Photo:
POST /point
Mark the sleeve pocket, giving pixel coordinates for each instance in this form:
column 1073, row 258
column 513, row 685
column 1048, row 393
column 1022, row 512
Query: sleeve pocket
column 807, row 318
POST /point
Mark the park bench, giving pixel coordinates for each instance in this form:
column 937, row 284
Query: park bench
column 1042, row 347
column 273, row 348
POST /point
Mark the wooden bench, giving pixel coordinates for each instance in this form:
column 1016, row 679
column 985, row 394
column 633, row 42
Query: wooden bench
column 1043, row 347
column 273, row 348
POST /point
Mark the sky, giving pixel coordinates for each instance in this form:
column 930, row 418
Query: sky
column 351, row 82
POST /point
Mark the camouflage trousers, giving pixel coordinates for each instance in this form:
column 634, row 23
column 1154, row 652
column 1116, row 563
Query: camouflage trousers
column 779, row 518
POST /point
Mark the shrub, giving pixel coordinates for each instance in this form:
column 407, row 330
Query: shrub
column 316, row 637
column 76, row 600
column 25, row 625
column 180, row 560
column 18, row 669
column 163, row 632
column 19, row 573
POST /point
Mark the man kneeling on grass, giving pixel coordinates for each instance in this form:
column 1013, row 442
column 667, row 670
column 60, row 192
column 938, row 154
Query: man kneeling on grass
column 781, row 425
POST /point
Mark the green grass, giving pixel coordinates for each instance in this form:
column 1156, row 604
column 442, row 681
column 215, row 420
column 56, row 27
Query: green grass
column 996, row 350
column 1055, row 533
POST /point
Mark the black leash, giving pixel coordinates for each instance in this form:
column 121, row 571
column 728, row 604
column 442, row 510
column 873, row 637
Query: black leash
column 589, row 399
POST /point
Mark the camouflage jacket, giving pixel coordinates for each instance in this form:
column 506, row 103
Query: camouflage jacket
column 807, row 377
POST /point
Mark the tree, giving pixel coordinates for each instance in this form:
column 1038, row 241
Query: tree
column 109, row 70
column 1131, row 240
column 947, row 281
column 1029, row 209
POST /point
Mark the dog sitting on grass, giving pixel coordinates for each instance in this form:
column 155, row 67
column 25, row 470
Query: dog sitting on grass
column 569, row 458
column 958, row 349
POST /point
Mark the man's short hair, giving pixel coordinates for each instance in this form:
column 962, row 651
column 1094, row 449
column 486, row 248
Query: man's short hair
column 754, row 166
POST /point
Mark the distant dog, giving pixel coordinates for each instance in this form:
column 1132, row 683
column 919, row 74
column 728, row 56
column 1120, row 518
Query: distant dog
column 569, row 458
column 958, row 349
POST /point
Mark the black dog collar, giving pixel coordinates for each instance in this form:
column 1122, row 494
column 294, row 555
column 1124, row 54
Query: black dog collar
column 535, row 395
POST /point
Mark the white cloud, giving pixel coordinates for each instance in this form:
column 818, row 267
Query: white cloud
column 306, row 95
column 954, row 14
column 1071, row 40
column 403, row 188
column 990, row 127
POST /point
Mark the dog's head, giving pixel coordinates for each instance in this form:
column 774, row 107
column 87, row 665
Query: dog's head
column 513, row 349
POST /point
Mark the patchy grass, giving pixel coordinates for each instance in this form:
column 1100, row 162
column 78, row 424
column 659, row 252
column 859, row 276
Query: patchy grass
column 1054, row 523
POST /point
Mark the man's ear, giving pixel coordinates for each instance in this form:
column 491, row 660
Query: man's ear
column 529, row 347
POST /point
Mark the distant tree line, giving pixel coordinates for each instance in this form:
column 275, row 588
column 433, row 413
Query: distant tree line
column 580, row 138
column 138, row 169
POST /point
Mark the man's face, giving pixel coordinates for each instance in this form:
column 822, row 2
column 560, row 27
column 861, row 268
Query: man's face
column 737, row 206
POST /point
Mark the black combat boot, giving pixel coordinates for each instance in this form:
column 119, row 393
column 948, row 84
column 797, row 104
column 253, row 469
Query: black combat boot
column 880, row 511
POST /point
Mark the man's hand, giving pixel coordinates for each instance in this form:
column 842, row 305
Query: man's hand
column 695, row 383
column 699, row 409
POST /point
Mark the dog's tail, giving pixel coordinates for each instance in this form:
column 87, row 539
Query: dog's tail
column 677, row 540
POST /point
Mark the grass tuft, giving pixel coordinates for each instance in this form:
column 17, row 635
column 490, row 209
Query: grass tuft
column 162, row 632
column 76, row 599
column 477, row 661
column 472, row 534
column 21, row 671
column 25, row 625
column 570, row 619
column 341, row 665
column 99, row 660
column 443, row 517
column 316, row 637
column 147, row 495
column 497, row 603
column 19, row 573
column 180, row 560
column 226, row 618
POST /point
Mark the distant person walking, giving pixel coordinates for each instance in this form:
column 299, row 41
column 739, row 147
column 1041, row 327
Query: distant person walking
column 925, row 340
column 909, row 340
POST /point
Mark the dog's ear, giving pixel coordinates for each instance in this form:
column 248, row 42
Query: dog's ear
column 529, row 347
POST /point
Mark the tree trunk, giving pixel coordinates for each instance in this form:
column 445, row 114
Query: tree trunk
-------
Collect from the data above every line that includes "trunk".

Result below:
Mark the tree trunk, giving pixel coordinates for each instance in this form:
Query: tree trunk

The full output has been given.